BiquadFilterNode for EQ and effects
BiquadFilterNode provides common filter types for shaping the frequency content of a signal. Choose the filter type that matches your goal: lowpass rolls off high frequencies for a warmer sound, highpass removes rumble, and bandpass isolates a narrow range. The frequency and Q parameters control the cutoff point and resonance:
const filter = audioCtx.createBiquadFilter();
filter.type = "lowpass"; // lowpass, highpass, bandpass, peaking, etc.
filter.frequency.value = 1000; // cutoff frequency in Hz
filter.Q.value = 1; // resonance
osc.connect(filter);
filter.connect(audioCtx.destination);
For a simple low-pass filter smoothing out harsh frequencies, this is the node to reach for. Higher Q values create a resonant peak near the cutoff, which can add character but also risks harsh ringing if pushed too far.

» Recorded data:
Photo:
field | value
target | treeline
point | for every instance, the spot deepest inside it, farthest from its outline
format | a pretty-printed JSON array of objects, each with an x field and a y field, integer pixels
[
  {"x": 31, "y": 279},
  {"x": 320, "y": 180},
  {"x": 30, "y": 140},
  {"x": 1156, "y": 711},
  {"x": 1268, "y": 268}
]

==

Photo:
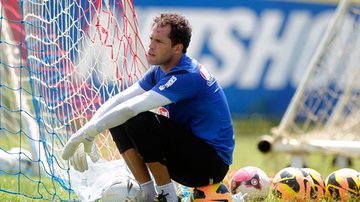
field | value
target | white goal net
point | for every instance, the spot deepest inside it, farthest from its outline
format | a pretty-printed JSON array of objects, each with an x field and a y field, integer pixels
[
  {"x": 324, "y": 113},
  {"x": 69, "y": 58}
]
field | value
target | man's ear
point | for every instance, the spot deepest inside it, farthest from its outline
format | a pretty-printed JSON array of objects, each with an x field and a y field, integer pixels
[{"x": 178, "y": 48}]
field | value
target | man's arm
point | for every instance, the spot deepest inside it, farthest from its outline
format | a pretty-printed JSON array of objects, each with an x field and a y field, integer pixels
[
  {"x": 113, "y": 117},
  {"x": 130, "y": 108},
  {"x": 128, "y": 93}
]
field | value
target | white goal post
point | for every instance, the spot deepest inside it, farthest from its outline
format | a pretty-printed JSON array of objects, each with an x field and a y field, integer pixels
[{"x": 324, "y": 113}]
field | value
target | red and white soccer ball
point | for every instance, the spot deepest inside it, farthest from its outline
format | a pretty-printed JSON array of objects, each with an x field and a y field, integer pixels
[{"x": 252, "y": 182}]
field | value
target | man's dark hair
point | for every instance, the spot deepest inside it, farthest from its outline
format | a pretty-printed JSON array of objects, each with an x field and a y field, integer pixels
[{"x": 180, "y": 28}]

» Objective: Pick up the BiquadFilterNode text after its last sentence and continue it. The entries are separate material and have no connection to the BiquadFilterNode text.

» Response to the exercise:
Stereo panning
StereoPannerNode pans a signal left or right in the stereo field. The pan value ranges from -1 (full left) through 0 (centre) to 1 (full right). Connect the panner between your source and destination, and it handles the stereo positioning automatically:
const panner = audioCtx.createStereoPanner();
panner.pan.value = -1; // full left
panner.pan.value = 0; // centre
panner.pan.value = 1; // full right
Combine a panner with a gain node to create spatialised audio where sounds move across the stereo field while fading in and out. This pattern is common in game audio engines where each sound source needs independent position and volume control.
ConvolverNode for reverb
ConvolverNode applies a convolution reverb, perfect for room simulation or reverb effects. It takes an impulse response buffer that describes the acoustic space, then mathematically combines it with your input signal:
const convolver = audioCtx.createConvolver();
convolver.buffer = impulseResponseBuffer; // load an IR file
source.connect(convolver);
convolver.connect(audioCtx.destination);
The impulse response buffer describes the acoustic space. Shorter buffers give tight room reverb; longer ones give large hall sounds. You can find free impulse response libraries online for cathedrals, studios, and outdoor spaces, or record your own with a hand clap in the target room.
Gotchas
Audio context state. Browsers suspend the audio context automatically when no interaction has happened. If your audio does not play, check audioCtx.state and call resume().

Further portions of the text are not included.